## Region pointing data
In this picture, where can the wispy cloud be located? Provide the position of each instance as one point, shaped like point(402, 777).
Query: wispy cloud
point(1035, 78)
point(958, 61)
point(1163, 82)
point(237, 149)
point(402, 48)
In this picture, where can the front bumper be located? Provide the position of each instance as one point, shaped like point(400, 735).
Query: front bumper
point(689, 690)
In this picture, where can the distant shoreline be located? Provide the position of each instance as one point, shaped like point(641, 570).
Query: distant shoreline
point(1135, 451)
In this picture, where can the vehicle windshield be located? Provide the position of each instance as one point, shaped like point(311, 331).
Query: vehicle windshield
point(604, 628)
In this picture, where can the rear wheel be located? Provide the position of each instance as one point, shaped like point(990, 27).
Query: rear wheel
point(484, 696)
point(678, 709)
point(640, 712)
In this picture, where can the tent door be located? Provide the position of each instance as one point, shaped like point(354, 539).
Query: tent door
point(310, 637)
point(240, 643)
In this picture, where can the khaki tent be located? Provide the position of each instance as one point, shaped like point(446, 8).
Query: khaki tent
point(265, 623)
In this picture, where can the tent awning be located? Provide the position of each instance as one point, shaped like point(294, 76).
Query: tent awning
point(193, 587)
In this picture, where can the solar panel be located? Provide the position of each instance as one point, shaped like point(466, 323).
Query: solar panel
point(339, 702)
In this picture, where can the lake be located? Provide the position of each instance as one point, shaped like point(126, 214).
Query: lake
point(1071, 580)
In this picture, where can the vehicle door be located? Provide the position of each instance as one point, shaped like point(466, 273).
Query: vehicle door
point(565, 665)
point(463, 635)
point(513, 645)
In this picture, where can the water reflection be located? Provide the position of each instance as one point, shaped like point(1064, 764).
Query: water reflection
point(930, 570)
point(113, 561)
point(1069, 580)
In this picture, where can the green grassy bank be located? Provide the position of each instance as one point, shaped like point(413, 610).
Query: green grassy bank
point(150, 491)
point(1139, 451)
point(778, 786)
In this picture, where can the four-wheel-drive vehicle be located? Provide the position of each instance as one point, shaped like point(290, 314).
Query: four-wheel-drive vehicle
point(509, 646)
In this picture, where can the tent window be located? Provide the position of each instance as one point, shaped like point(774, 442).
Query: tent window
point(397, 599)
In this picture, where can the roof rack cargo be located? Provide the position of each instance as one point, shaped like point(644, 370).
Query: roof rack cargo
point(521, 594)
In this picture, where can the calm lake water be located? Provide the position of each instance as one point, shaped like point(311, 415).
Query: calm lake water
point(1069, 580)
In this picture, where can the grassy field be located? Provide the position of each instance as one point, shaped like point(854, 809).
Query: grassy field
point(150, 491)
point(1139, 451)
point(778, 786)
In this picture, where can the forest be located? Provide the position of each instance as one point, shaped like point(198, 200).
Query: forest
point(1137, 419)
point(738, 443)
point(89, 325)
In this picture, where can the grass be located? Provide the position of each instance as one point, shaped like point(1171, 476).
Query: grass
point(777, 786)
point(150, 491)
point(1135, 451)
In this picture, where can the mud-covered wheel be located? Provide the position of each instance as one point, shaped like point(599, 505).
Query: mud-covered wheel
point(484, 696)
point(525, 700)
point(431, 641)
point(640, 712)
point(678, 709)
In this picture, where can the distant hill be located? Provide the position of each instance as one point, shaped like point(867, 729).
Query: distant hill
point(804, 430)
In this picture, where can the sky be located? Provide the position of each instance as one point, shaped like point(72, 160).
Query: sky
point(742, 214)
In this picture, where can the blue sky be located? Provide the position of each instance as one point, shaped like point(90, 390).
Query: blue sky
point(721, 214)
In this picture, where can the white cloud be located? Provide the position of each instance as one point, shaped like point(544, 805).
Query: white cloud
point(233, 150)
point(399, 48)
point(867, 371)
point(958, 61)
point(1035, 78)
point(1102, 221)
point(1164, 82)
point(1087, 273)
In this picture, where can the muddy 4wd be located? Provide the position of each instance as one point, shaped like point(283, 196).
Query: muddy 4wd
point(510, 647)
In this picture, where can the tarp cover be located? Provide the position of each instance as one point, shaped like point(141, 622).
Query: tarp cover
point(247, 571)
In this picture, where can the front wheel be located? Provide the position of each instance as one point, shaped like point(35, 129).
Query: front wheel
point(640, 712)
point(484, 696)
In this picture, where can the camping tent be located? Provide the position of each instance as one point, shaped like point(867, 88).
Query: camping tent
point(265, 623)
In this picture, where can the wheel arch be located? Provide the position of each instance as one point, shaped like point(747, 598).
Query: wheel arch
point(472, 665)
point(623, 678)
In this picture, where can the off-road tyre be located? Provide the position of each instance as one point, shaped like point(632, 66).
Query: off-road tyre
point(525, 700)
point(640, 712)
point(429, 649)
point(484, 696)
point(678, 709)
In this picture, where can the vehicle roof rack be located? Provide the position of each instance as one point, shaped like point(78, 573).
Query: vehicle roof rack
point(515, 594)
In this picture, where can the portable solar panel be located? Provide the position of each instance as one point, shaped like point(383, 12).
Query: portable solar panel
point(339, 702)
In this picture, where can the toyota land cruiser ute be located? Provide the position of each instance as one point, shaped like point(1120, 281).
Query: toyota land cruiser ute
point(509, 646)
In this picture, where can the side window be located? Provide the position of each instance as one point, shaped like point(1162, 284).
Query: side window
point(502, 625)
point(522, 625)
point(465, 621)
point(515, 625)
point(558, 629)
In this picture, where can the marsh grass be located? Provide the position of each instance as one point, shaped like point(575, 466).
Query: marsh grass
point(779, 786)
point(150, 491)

## TASK REQUIREMENTS
Go through the records from the first line and copy each one exactly, ending after the line that contains "In this picture, where can the lake". Give nothing else.

## SOLUTION FOR THIS EXERCISE
In this picture, where can the wispy cloud be located? Provide the position of each instance as one point, shaped like point(402, 777).
Query: wispy cloud
point(1035, 78)
point(958, 61)
point(1163, 82)
point(237, 149)
point(402, 48)
In this picture, where can the front bumper be located? Provide the position of each instance as one point, shaped like point(400, 735).
Query: front bumper
point(689, 690)
In this picture, where can the distant shoreline be located? Provide the position of each instance as one point, shaped like point(641, 570).
Query: distant shoreline
point(1135, 451)
In this picture, where can the vehicle windshield be located? Provide the position of each instance as one point, shaped like point(311, 331).
Query: vehicle windshield
point(604, 628)
In this picture, where can the rear wheel be located? Provide the position of each instance as one point, shaped like point(990, 27).
Query: rear wheel
point(484, 696)
point(678, 709)
point(640, 712)
In this picture, where can the tent door be located? Provide the position of each instance as one point, shaped like point(354, 539).
Query: tent door
point(310, 637)
point(240, 643)
In this picture, where can the khaki tent be located? Provide the position of each instance as one point, shaped like point(446, 8).
Query: khaki tent
point(265, 623)
In this picture, where can the tent awning be located? Provide the position of each instance as one point, shaped like point(294, 76).
Query: tent awning
point(193, 587)
In this picture, where can the solar panel be located? Provide the position of each instance as one point, shaped like point(466, 323).
Query: solar panel
point(339, 702)
In this picture, where can the lake be located? Provide the position of each instance as one point, shaped like point(126, 214).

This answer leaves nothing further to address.